** Work required **
Rewrite everything from the line containing "of the dirt" down to the end of the items, swapping "photograph" for "image" and leaving the rest unchanged.

Point labeling items:

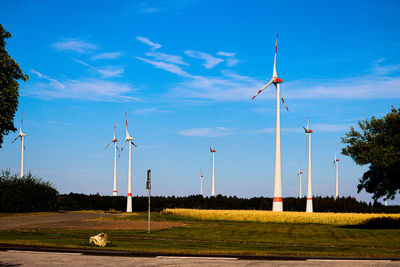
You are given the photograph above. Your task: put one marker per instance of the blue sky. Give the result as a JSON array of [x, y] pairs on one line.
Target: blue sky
[[185, 72]]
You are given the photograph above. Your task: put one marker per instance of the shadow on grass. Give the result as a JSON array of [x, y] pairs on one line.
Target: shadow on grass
[[378, 223]]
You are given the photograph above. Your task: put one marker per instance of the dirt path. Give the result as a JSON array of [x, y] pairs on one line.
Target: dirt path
[[78, 220]]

** Answer to this problem **
You are given the image above. Your task: put one marker per instance of the dirt path. Give the result as a JSON array of [x, y] pairs on one line.
Target: dirt path
[[78, 220]]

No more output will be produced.